Edit the records below by changing "Reply in the form" to "Answer in this format" wherever it occurs, keeping every other part the same. Don't include the pictures in your answer.

━━━ DATA FOR THIS EXERCISE ━━━

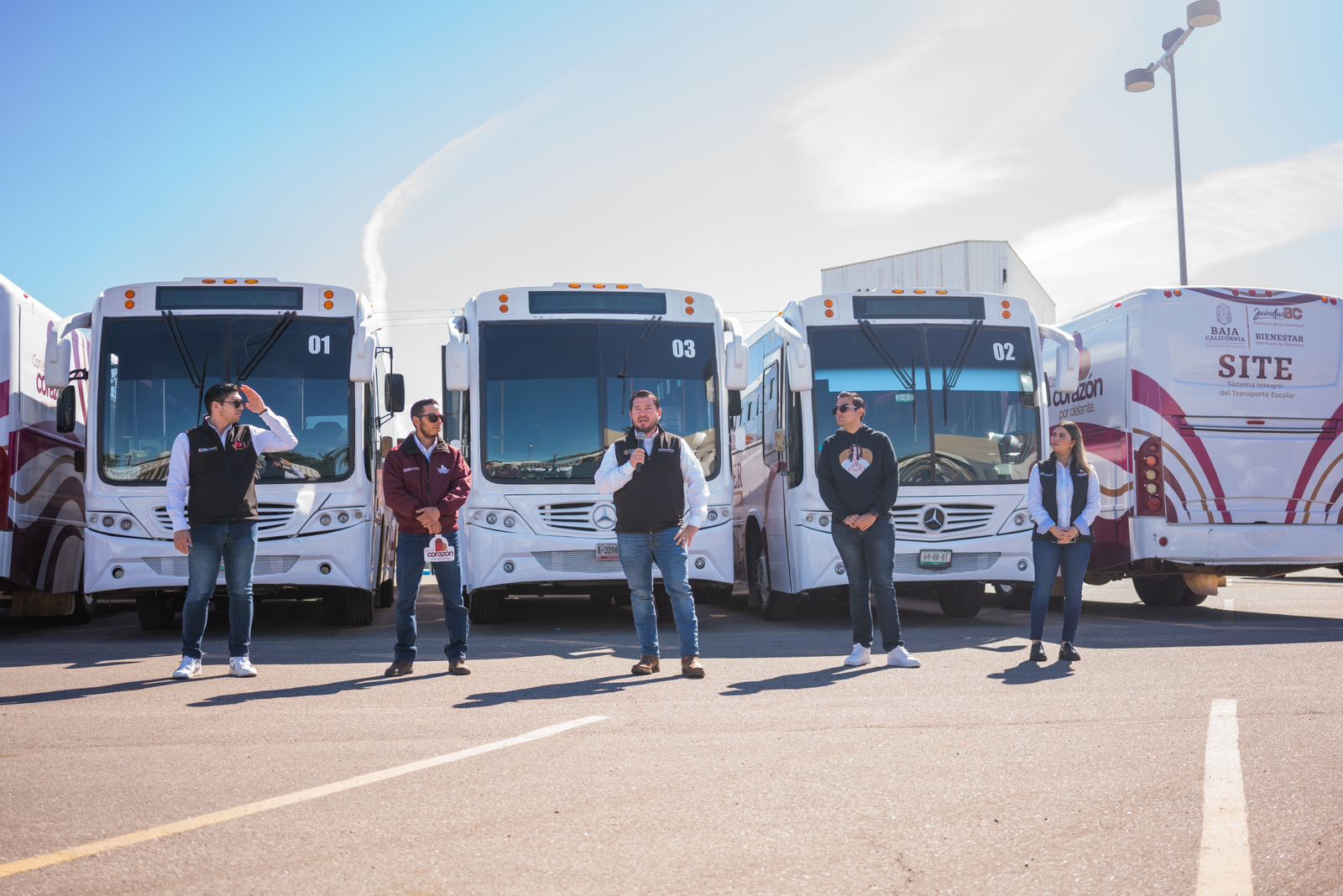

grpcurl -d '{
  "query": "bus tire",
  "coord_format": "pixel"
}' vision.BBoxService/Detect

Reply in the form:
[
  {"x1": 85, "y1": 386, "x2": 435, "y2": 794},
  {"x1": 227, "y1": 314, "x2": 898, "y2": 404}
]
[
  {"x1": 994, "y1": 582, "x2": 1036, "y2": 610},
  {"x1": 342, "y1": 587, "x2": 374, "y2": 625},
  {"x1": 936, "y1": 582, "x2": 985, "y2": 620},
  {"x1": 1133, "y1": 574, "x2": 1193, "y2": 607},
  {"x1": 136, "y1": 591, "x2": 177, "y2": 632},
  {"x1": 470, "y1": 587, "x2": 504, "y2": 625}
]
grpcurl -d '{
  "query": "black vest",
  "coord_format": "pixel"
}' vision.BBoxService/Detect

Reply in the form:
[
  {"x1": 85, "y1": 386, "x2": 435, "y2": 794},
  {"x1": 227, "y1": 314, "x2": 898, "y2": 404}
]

━━━

» **ANSWER TO THE TASK**
grpcurl -d '{
  "query": "bus tire",
  "coord_format": "pixel"
}' vision.BBoxService/Detect

Answer in this format:
[
  {"x1": 85, "y1": 386, "x2": 435, "y2": 794},
  {"x1": 227, "y1": 314, "x2": 898, "y2": 404}
]
[
  {"x1": 994, "y1": 582, "x2": 1036, "y2": 610},
  {"x1": 342, "y1": 587, "x2": 374, "y2": 625},
  {"x1": 936, "y1": 582, "x2": 985, "y2": 620},
  {"x1": 1133, "y1": 574, "x2": 1193, "y2": 607},
  {"x1": 136, "y1": 591, "x2": 177, "y2": 632},
  {"x1": 470, "y1": 587, "x2": 504, "y2": 625}
]
grpcurl -d '{
  "query": "black vest",
  "coord_format": "pixel"
}' vision.BBoxService/Detect

Answer in this format:
[
  {"x1": 85, "y1": 386, "x2": 435, "y2": 794},
  {"x1": 227, "y1": 314, "x2": 898, "y2": 404}
]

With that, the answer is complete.